* **Extracted entries**
—————

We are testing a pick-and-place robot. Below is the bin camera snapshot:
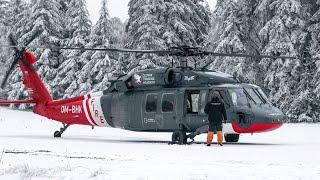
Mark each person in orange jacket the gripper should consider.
[204,91,227,146]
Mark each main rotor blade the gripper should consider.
[207,52,299,59]
[202,51,320,69]
[0,45,176,54]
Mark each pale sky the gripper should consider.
[86,0,216,23]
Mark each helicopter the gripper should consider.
[0,36,297,144]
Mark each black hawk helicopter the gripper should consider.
[0,36,304,144]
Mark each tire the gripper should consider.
[172,130,187,144]
[53,131,61,138]
[224,134,239,142]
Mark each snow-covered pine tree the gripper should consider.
[0,0,7,83]
[126,0,166,69]
[78,0,120,94]
[4,0,30,109]
[300,0,320,122]
[53,0,91,98]
[258,0,311,120]
[208,0,263,85]
[126,0,210,69]
[10,0,63,102]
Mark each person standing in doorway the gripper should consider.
[204,91,227,146]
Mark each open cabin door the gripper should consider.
[185,90,208,131]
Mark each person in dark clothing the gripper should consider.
[204,91,227,146]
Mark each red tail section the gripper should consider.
[19,51,52,104]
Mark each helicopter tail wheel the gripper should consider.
[224,134,239,142]
[53,124,70,138]
[172,130,187,144]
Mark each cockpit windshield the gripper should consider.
[228,88,248,106]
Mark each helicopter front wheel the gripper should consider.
[53,123,70,138]
[224,134,239,142]
[172,130,187,144]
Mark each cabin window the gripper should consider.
[146,94,158,113]
[228,89,248,106]
[162,94,174,112]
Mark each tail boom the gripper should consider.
[0,100,37,105]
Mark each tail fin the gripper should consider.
[19,51,52,104]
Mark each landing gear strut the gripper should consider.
[53,123,70,138]
[172,130,187,145]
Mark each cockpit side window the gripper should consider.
[146,94,158,113]
[228,88,248,106]
[186,90,200,114]
[245,88,263,104]
[256,88,270,103]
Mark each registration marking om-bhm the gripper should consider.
[60,105,82,114]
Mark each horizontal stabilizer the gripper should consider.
[0,100,36,105]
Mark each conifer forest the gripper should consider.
[0,0,320,122]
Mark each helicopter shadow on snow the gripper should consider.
[0,135,288,146]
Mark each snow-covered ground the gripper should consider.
[0,108,320,180]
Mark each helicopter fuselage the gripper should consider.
[34,69,285,138]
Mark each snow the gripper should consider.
[0,108,320,180]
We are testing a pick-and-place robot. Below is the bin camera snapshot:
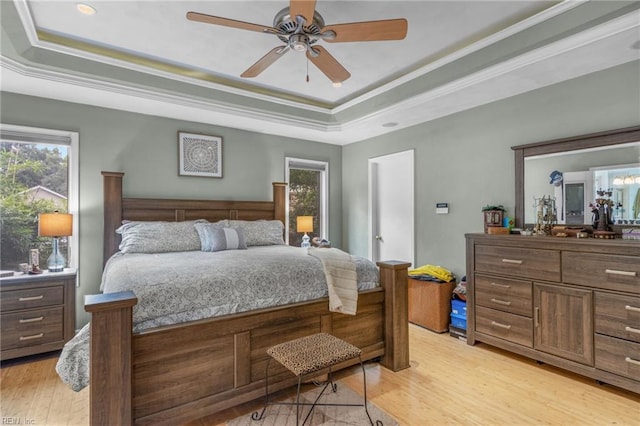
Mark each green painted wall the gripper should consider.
[0,62,640,326]
[0,92,342,326]
[342,62,640,278]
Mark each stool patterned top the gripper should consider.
[267,333,362,376]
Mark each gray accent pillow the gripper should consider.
[229,220,284,247]
[194,223,247,251]
[116,219,206,253]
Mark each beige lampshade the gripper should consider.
[38,213,73,237]
[296,216,313,232]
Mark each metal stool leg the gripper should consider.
[251,358,271,420]
[358,357,383,426]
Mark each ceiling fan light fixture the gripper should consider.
[289,34,309,52]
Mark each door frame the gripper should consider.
[367,149,416,265]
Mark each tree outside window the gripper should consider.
[0,140,69,271]
[286,157,329,247]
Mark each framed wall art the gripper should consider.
[178,132,222,178]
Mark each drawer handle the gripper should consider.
[491,282,511,288]
[604,269,636,277]
[18,317,44,324]
[18,294,44,302]
[20,333,44,341]
[491,321,511,330]
[624,357,640,365]
[624,327,640,334]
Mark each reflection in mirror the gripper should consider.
[524,142,640,225]
[592,163,640,224]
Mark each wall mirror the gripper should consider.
[512,126,640,226]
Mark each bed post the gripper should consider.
[272,182,287,228]
[377,260,411,371]
[84,291,138,426]
[102,172,124,266]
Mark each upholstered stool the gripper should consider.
[251,333,382,425]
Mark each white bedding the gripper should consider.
[56,245,379,391]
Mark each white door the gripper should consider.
[369,150,414,266]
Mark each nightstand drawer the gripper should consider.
[595,291,640,343]
[475,245,560,281]
[595,334,640,380]
[1,306,64,350]
[476,306,533,348]
[1,283,64,312]
[475,275,533,317]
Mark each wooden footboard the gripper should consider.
[85,261,409,425]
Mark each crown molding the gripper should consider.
[0,3,640,145]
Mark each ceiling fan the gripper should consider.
[187,0,407,84]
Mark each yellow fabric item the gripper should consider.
[409,265,455,283]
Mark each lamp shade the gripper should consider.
[38,213,73,237]
[296,216,313,232]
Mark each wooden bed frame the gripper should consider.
[85,172,409,425]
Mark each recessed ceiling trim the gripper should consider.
[14,0,331,113]
[331,1,582,114]
[343,11,640,133]
[14,0,582,114]
[0,7,640,145]
[0,56,338,130]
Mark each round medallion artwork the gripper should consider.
[184,138,218,172]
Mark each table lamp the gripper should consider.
[38,210,73,272]
[296,216,313,248]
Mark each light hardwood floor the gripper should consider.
[0,325,640,426]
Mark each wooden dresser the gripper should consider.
[0,269,76,360]
[466,234,640,393]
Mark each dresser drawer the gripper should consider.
[562,252,640,294]
[474,274,533,317]
[475,245,560,282]
[1,306,64,350]
[595,334,640,380]
[476,306,533,348]
[595,291,640,343]
[0,283,64,312]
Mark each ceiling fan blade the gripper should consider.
[240,46,289,78]
[289,0,316,24]
[182,12,280,34]
[307,46,351,83]
[322,18,408,43]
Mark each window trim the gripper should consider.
[0,123,80,276]
[284,157,329,245]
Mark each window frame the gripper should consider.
[0,123,80,276]
[284,157,329,245]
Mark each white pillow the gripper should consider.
[116,219,206,253]
[193,223,247,251]
[229,220,284,247]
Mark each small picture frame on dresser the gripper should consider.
[29,249,40,266]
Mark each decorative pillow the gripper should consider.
[116,219,206,253]
[229,220,284,247]
[193,223,247,251]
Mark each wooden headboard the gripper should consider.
[102,172,287,263]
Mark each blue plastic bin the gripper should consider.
[451,314,467,330]
[451,299,467,318]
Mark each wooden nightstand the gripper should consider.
[0,268,76,360]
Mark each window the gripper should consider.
[0,124,79,271]
[285,157,329,246]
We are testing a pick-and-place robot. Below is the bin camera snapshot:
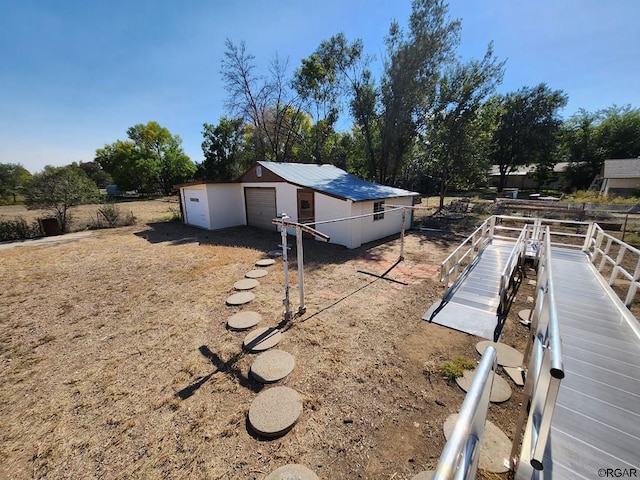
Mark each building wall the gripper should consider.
[358,197,413,243]
[603,177,640,197]
[314,192,352,248]
[207,183,247,230]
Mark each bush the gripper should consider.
[0,217,42,242]
[440,356,476,380]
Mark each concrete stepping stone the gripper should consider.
[456,370,511,403]
[250,350,296,383]
[243,327,282,352]
[233,278,260,290]
[518,308,531,325]
[244,270,268,279]
[502,367,524,387]
[227,312,262,330]
[264,463,320,480]
[249,387,302,438]
[256,258,276,267]
[476,340,524,367]
[411,470,436,480]
[227,292,256,305]
[444,414,511,473]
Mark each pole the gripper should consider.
[296,225,307,315]
[280,212,291,320]
[400,208,407,260]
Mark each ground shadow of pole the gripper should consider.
[176,345,263,400]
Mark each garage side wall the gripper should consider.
[180,185,211,230]
[358,197,413,243]
[207,183,246,230]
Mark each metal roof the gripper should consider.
[604,158,640,178]
[258,162,420,202]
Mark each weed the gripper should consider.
[439,356,476,381]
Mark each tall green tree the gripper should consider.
[25,165,99,233]
[425,44,504,208]
[95,122,196,195]
[78,162,113,188]
[0,163,31,203]
[221,39,306,162]
[376,0,461,183]
[198,116,248,181]
[490,83,567,191]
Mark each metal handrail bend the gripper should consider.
[433,347,497,480]
[510,226,564,470]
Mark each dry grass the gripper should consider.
[0,209,526,480]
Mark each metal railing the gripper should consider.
[498,225,533,314]
[585,223,640,307]
[433,347,497,480]
[510,226,564,470]
[440,217,495,296]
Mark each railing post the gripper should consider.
[296,225,307,315]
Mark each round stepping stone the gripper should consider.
[249,387,302,436]
[476,340,523,367]
[444,414,511,473]
[411,470,436,480]
[233,278,260,290]
[227,312,262,330]
[502,367,524,387]
[251,350,296,383]
[456,370,511,403]
[244,270,267,279]
[227,292,256,305]
[256,258,276,267]
[264,463,320,480]
[518,308,531,325]
[243,327,282,352]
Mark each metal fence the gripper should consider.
[510,226,564,470]
[433,347,497,480]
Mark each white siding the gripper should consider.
[358,197,413,243]
[181,185,211,230]
[315,192,360,248]
[207,183,246,230]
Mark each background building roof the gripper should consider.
[258,162,420,202]
[604,158,640,178]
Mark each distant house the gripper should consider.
[489,162,569,190]
[600,158,640,197]
[180,162,419,248]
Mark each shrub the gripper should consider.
[440,356,476,380]
[0,217,42,242]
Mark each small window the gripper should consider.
[373,200,384,222]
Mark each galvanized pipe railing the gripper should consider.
[498,225,529,313]
[433,347,497,480]
[510,226,564,470]
[440,217,493,295]
[586,224,640,307]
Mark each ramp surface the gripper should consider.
[516,248,640,480]
[422,240,515,340]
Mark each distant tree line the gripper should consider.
[5,0,640,213]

—————

Could you reproduce, word for word, the stretch of the data above from the line containing "Mark each small picture" through the line containing "[285,157,329,246]"?

Mark each small picture frame on dresser the gripper should consider.
[29,249,40,266]
Mark each decorative pillow the gripper should consider.
[116,219,206,253]
[229,220,284,247]
[193,223,247,251]
Mark each wooden headboard the gripper should consider.
[102,172,287,263]
Mark each blue plastic bin the gripper should consider.
[451,314,467,330]
[451,299,467,318]
Mark each wooden nightstand the gripper should consider.
[0,268,76,360]
Mark each window the gripper should consider.
[0,124,79,271]
[285,157,329,246]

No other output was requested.